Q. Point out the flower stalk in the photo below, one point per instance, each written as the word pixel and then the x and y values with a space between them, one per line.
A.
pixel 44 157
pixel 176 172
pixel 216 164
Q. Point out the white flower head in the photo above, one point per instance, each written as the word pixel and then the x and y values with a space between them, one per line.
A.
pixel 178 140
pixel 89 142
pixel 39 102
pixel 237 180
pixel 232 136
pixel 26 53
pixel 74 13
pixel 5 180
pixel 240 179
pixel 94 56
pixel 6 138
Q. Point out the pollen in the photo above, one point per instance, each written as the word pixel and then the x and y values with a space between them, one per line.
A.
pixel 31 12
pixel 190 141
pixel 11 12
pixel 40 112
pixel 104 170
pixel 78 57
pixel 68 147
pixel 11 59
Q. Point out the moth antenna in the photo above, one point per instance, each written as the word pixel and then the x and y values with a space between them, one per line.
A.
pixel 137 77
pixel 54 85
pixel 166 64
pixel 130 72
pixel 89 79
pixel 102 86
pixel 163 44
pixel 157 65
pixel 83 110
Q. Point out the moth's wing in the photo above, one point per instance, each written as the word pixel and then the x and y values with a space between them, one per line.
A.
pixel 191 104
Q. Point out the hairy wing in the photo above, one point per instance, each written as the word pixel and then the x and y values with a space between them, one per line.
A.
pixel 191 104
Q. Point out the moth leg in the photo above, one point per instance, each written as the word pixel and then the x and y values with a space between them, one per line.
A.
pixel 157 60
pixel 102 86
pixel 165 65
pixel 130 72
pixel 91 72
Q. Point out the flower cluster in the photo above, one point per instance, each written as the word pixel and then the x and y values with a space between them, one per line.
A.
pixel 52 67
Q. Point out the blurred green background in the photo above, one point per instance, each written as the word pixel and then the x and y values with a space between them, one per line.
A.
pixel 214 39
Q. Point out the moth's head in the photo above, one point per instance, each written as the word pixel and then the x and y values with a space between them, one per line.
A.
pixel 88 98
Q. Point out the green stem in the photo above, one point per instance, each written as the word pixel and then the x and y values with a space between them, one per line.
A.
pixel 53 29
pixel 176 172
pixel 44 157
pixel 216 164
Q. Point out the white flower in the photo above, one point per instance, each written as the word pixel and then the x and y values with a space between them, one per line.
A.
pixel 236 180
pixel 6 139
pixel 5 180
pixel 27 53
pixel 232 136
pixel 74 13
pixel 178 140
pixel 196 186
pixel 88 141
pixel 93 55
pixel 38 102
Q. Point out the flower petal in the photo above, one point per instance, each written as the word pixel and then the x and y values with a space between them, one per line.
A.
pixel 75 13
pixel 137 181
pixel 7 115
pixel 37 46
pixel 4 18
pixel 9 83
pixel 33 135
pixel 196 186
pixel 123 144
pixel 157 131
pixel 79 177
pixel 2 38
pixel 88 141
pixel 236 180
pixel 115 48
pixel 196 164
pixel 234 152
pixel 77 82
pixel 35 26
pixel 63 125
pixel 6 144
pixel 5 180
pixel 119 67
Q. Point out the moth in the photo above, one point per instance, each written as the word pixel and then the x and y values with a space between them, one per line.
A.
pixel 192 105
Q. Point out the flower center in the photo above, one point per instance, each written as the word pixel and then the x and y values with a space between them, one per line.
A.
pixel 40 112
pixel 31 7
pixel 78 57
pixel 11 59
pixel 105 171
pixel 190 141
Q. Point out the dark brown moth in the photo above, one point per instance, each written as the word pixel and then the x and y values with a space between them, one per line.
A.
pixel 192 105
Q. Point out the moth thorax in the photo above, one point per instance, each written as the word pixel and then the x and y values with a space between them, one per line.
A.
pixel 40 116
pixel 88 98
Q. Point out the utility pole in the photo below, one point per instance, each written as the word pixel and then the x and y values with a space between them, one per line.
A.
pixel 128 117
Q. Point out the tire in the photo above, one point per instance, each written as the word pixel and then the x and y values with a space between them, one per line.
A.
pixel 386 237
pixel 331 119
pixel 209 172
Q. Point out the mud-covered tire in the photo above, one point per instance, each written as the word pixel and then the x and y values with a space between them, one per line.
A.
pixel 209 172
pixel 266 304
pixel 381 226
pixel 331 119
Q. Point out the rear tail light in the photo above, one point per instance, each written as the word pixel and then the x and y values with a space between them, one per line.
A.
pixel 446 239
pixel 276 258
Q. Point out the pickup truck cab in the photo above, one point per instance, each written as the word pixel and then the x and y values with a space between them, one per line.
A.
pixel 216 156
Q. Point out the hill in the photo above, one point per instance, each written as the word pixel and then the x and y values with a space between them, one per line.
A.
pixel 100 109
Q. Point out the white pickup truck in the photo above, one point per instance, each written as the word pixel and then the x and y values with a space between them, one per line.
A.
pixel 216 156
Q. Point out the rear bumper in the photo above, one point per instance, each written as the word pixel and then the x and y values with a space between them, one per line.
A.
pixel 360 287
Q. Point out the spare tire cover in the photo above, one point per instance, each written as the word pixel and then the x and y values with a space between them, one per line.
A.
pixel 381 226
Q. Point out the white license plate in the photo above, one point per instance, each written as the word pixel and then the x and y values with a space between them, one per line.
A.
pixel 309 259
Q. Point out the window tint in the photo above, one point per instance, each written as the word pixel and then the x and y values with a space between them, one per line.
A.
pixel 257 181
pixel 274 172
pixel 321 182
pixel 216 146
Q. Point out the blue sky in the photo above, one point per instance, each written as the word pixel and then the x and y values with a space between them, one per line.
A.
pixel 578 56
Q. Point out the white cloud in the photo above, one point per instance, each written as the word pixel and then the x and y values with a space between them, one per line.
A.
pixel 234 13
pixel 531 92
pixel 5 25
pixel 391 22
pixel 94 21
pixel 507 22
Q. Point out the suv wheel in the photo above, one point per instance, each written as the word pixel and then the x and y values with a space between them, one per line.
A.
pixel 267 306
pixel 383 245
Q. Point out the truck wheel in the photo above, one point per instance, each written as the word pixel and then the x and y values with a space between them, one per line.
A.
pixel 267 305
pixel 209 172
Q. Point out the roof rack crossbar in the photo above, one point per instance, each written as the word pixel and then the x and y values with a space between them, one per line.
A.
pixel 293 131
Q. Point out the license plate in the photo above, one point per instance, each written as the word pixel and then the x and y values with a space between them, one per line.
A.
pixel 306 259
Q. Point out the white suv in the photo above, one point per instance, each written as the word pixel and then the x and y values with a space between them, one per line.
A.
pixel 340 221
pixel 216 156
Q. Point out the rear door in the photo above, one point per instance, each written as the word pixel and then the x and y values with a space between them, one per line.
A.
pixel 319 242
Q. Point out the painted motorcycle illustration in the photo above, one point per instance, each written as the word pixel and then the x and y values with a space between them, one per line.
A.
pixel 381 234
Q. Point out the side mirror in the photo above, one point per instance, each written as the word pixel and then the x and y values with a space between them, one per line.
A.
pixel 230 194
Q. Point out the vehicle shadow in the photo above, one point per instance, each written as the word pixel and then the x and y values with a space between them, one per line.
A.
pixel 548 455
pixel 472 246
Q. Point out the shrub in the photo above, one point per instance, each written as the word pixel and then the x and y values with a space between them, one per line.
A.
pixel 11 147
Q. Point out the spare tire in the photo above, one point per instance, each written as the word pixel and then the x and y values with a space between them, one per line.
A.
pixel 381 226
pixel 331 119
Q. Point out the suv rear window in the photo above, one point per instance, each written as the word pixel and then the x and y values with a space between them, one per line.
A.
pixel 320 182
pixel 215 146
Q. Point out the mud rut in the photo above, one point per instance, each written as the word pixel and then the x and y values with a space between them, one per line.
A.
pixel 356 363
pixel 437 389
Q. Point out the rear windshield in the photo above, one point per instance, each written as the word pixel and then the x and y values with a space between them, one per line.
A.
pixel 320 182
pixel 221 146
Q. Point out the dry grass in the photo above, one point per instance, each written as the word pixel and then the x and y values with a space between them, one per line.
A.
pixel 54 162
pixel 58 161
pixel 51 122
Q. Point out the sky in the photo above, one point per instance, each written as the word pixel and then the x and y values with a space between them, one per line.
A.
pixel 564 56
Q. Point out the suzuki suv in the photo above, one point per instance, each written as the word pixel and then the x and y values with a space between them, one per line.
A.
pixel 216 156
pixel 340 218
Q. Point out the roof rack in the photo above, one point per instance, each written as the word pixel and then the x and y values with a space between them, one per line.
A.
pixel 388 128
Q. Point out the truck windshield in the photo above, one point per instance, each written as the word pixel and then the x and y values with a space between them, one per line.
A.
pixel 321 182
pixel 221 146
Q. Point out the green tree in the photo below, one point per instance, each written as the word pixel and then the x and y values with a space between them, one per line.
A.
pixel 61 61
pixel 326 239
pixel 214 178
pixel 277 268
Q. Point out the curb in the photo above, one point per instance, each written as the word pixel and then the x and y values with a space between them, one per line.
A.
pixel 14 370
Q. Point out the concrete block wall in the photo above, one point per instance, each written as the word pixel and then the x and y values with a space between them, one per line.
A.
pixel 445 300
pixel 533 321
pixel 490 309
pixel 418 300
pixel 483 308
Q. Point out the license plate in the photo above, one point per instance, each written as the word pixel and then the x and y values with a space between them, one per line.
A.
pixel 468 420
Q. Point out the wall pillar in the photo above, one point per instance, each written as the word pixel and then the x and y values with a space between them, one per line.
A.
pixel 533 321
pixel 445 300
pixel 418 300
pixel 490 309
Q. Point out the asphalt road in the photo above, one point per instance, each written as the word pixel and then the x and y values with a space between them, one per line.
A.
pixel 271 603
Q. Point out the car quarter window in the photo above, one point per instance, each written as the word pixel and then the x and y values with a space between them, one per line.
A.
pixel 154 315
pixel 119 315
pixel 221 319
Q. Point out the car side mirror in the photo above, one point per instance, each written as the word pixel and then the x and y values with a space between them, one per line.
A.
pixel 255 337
════════════════
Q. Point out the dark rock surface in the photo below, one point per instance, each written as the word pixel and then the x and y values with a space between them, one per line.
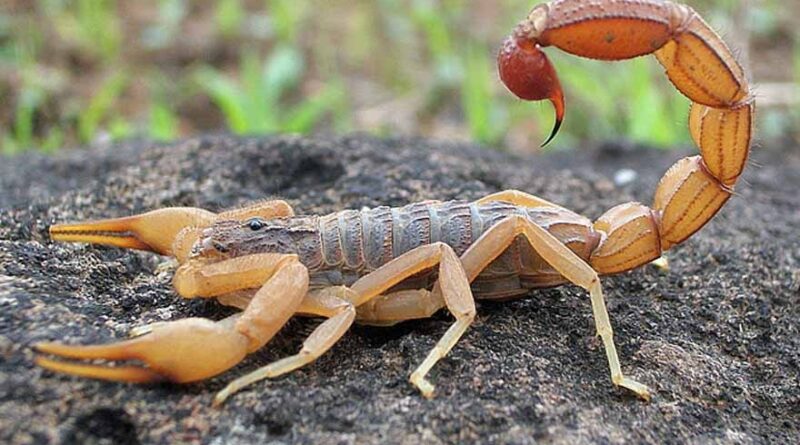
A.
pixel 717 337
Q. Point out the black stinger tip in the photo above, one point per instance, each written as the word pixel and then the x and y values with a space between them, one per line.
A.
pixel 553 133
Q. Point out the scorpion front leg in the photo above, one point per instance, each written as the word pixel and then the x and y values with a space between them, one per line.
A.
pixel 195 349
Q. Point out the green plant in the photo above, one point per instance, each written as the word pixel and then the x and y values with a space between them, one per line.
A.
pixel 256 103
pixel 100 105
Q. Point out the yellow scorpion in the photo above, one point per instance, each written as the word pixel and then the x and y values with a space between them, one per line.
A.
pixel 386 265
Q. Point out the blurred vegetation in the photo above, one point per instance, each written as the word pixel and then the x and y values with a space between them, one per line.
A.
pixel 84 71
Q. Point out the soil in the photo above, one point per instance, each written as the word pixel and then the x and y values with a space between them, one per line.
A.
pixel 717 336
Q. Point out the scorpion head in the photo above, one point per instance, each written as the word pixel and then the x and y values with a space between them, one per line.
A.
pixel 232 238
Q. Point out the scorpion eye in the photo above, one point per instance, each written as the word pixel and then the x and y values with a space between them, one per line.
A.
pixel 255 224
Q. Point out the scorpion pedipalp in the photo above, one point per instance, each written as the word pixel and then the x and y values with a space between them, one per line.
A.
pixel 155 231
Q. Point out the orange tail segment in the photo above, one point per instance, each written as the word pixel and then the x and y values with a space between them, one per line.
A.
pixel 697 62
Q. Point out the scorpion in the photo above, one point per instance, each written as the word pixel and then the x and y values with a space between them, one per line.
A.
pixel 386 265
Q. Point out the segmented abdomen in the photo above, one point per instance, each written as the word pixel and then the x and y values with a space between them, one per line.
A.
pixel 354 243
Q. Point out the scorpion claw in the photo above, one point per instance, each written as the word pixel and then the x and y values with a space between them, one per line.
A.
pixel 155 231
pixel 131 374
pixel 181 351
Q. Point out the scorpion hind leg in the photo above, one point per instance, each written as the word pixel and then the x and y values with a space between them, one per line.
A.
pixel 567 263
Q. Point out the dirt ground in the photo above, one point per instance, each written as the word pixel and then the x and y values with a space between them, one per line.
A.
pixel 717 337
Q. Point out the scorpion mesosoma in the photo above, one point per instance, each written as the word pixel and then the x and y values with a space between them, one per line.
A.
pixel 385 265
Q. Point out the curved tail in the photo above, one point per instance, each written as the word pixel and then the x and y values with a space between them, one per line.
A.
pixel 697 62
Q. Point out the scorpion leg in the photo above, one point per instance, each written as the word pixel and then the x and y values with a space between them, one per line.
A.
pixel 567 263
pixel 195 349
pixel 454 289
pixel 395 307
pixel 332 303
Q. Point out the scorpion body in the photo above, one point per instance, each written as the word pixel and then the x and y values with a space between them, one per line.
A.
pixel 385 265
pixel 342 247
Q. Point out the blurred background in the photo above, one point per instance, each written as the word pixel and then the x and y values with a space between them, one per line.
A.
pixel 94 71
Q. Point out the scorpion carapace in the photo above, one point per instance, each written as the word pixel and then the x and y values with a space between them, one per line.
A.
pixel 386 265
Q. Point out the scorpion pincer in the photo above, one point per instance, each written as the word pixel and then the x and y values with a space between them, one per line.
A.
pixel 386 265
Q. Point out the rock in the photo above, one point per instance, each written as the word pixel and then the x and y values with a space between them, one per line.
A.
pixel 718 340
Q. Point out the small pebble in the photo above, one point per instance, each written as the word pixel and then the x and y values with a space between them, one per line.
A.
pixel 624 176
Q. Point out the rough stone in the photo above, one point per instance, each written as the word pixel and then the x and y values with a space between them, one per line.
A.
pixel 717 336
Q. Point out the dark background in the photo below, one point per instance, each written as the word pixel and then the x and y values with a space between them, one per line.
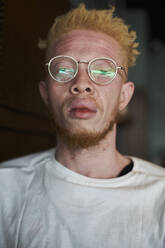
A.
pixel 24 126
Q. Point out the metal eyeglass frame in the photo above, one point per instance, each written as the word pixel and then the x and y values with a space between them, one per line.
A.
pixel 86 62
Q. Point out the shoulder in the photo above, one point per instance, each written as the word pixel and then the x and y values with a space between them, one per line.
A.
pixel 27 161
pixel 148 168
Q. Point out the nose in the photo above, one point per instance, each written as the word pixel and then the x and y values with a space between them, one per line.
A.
════════════════
Set down, exactly as they appear above, all lines from the one that has "Q. Point out the flower stalk" down to the one that has "Q. Point out the pollen", including those two and no others.

### Answer box
Q. Point out the flower stalk in the photo below, one point per instance, each written as the word pixel and then the x and y values with a space between them, one per line.
A.
pixel 44 157
pixel 176 172
pixel 216 164
Q. Point out the white flower head in the photo above, one point per instance, each written as the word pixel and then the x and y values with a space between them, one per line.
A.
pixel 178 140
pixel 89 142
pixel 39 102
pixel 237 180
pixel 232 136
pixel 26 53
pixel 74 13
pixel 5 180
pixel 240 179
pixel 94 56
pixel 6 138
Q. Point out the pollen in the photo above, one point per instance, each written as the word pixel and then the x and y values with a space between them, one per line.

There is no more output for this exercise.